* [AVAILABLE DATA]
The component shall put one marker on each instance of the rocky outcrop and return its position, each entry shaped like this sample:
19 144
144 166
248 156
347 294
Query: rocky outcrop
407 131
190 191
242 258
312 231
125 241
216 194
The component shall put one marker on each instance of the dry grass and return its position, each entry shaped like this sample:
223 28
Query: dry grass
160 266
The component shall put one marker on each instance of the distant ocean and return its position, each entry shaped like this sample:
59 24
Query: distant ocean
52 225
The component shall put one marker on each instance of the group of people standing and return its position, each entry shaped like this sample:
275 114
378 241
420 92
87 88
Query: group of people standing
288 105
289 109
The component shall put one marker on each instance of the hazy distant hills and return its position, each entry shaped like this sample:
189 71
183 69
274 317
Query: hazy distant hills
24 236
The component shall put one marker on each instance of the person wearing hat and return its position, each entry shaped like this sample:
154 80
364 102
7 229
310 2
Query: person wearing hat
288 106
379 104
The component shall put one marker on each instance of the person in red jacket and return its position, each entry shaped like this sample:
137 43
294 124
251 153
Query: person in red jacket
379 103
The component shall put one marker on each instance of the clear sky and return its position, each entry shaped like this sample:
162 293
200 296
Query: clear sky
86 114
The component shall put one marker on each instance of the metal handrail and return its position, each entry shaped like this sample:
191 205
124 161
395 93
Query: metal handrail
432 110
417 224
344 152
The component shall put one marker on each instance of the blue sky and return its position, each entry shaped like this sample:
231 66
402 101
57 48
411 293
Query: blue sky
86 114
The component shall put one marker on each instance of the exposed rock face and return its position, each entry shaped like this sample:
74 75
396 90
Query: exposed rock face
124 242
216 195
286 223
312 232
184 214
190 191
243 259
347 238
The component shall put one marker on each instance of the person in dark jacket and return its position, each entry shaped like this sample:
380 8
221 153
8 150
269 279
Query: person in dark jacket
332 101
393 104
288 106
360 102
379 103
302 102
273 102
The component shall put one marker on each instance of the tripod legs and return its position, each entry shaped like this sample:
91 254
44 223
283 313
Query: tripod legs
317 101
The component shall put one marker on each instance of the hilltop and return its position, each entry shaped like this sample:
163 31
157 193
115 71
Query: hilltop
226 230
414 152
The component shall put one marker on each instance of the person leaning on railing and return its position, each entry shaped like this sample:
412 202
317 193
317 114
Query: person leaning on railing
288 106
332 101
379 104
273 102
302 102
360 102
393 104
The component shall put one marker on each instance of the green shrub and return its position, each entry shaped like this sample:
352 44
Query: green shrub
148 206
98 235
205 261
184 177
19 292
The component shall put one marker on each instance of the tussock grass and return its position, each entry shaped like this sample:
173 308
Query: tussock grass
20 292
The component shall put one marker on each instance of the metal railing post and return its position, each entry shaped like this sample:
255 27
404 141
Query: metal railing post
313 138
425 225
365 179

...

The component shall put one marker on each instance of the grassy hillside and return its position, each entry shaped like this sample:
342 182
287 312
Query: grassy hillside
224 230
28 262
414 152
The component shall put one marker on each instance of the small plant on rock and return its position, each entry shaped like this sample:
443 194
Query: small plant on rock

* [WHAT IS BEING ASKED] Copy out each line of the data in which the word "small" appears.

* [RESPONSE AREA]
The component shall put one marker on each instance of the small plant on rock and return its position, each entry shaped like this sample:
Query: small plant on rock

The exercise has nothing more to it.